• _YOUR TASK_
Set the records down once more so that they match the source word for word.

-------- RAW DATA

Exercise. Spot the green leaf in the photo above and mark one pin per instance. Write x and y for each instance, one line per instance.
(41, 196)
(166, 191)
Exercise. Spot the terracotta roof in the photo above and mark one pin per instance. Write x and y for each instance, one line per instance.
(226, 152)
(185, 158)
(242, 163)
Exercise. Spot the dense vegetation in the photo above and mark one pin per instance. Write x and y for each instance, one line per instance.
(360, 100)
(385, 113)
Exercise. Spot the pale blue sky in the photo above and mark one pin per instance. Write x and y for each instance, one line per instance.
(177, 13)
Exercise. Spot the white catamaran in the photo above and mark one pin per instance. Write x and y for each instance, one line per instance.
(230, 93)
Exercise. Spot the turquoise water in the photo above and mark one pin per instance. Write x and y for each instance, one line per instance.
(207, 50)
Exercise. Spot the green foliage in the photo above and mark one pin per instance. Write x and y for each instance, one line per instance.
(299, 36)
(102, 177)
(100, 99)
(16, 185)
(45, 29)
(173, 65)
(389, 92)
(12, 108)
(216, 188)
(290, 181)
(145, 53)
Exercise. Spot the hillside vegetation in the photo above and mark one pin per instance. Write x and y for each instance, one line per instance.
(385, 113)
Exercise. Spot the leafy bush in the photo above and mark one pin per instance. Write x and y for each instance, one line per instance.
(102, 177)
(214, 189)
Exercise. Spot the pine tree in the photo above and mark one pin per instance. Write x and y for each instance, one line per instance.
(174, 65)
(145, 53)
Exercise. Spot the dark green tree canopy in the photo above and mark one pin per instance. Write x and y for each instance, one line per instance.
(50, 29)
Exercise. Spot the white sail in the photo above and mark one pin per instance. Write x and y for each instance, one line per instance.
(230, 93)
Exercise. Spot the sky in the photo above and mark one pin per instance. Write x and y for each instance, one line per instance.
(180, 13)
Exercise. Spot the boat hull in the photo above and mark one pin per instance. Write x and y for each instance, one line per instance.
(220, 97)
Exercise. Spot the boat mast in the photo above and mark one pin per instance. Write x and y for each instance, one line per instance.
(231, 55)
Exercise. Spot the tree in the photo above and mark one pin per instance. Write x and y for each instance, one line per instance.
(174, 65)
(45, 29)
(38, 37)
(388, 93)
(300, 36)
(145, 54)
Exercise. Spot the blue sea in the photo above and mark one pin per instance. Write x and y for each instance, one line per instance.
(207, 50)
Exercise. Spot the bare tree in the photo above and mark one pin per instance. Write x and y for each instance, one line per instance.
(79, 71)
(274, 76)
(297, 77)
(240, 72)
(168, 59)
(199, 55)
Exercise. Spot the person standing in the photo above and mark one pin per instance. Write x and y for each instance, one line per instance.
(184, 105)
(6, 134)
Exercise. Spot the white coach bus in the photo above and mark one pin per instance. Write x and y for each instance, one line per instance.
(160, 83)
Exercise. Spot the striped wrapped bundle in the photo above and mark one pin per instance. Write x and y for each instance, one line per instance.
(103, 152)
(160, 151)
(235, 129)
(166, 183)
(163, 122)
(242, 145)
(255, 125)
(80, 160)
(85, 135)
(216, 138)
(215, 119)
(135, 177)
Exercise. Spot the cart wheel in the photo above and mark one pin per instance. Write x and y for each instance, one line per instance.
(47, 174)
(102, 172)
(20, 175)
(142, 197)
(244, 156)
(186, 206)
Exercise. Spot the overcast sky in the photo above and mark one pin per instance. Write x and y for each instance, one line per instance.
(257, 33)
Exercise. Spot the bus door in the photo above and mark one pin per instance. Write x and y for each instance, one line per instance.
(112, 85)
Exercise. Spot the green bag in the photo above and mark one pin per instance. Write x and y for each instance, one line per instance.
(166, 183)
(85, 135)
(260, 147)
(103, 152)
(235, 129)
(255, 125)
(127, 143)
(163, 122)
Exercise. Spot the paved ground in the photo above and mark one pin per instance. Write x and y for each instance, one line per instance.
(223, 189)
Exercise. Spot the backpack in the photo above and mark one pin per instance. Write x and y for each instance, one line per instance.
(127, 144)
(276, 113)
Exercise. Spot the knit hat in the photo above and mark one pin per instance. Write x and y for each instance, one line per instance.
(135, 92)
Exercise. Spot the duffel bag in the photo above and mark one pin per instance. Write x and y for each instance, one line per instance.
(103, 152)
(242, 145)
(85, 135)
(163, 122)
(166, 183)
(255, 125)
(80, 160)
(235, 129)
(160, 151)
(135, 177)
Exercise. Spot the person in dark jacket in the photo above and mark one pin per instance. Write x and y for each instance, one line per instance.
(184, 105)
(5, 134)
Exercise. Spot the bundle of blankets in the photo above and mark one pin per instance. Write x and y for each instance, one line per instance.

----------------

• _YOUR SOLUTION_
Exercise. Spot the green leaf in the photo above and mark one pin per instance. Write x and y for each instance, one line per instance.
(41, 196)
(166, 191)
Exercise. Spot the terracotta roof in the photo above and mark one pin per instance. Write x and y for each instance, one line per instance.
(226, 152)
(185, 158)
(242, 163)
Exercise. Spot the dense vegetation in the photo above and mark one pin per instance. Write x and y for each instance, one line per instance.
(360, 100)
(385, 113)
Exercise. Spot the pale blue sky in the photo above and mark one pin per instance. Write x and y for each instance, one line per instance.
(177, 13)
Exercise. Spot the white catamaran in the photo above and mark one pin per instance. Write x and y for each instance, one line per instance.
(230, 93)
Exercise. Spot the turquoise water in the photo above and mark one pin per instance. Write x and y for each instance, one line per instance.
(207, 50)
Exercise. Spot the green foliage in the photo above and mark one pin per instance. Write x and y for each instance, one line per instance.
(299, 36)
(102, 177)
(100, 99)
(16, 185)
(45, 29)
(173, 65)
(389, 92)
(12, 108)
(216, 188)
(290, 181)
(145, 53)
Exercise. Spot the hillside vegetation in the photo above and mark one pin per instance. Write x and y for each instance, one line per instance.
(385, 113)
Exercise. Spot the leafy bush in the photo above and mark one pin per instance. Write x and y for each instance, one line per instance.
(102, 177)
(214, 189)
Exercise. Spot the pine tree in the photo above and mark one pin per instance. Write x and y for each instance, one line per instance.
(174, 65)
(145, 53)
Exercise. Spot the dark green tree canopy in the photo above and mark one pin per instance. Write x and y for each instance, one line per instance.
(50, 29)
Exercise. Spot the white sail in the photo above and mark one pin per instance. Write x and y for each instance, one line per instance.
(230, 93)
Exercise. Spot the sky in the photo above and mark one pin per instance. Write x and y for each instance, one line per instance.
(180, 13)
Exercise. Spot the boat hull in the photo above and mark one pin per instance. Write x and y for each instance, one line per instance.
(220, 97)
Exercise. Spot the boat mast in the photo above and mark one pin per instance. Write x and y for each instance, one line per instance.
(231, 55)
Exercise. Spot the tree in the photo above and mark one pin per instance. Write x and y for each instance, one line per instance.
(174, 65)
(45, 29)
(38, 37)
(388, 93)
(300, 36)
(145, 54)
Exercise. Spot the blue sea in the photo above and mark one pin per instance. Write x and y for each instance, one line per instance.
(207, 50)
Exercise. Spot the bare tree in the photo above and mark one pin per instance. Write x and y for each instance, one line per instance.
(79, 71)
(274, 76)
(297, 77)
(240, 72)
(168, 59)
(199, 55)
Exercise. Spot the person standing in the photo above and mark one pin per instance. Write x and y for each instance, one line per instance.
(184, 105)
(6, 134)
Exercise. Spot the white coach bus in the photo above and mark one pin per instance. Write x and y for each instance, one line per instance.
(160, 83)
Exercise. Spot the striped wrapped bundle in the photo above and mark one pin per instance. Write x and y for each instance, one line per instance.
(103, 152)
(160, 151)
(235, 129)
(166, 183)
(163, 122)
(242, 145)
(255, 125)
(80, 160)
(85, 135)
(216, 138)
(215, 119)
(135, 177)
Exercise. Spot the cart wheel in the photo above and mark one pin per instance. Write x and y for each instance, one line per instance.
(47, 174)
(102, 172)
(20, 175)
(142, 197)
(244, 156)
(186, 206)
Exercise. Spot the overcast sky in the photo above and mark one pin per instance. Write x and y for each instance, one line per instance.
(257, 33)
Exercise. Spot the bus door in the photo above and mark one pin per instance. Write x and y for each instance, one line per instance.
(112, 85)
Exercise. Spot the green bag in the photo above and mark one pin per instance. Write x and y for each instance, one line per instance.
(166, 183)
(85, 135)
(260, 147)
(103, 152)
(235, 129)
(255, 125)
(127, 143)
(163, 122)
Exercise. Spot the paved ground in the photo above and mark one pin per instance. Write x and y for each instance, one line per instance.
(223, 189)
Exercise. Spot the backpack in the photo above and mark one pin per instance. Write x and y for each instance, one line per instance.
(127, 144)
(276, 113)
Exercise. Spot the knit hat in the photo above and mark one pin per instance. Write x and y for each instance, one line per instance.
(135, 92)
Exercise. Spot the duffel bag in the photo above and mark one pin per instance. Write x and y for each instance, one line per instance.
(103, 152)
(242, 145)
(85, 135)
(163, 122)
(166, 183)
(255, 125)
(80, 160)
(235, 129)
(160, 151)
(135, 177)
Exercise. Spot the person in dark jacket in the photo above and mark one pin per instance. Write x and y for each instance, one line per instance.
(184, 105)
(5, 134)
Exercise. Spot the bundle of blankets in the photo above and mark one pin per instance. Write x and y for each instance, one line per instance.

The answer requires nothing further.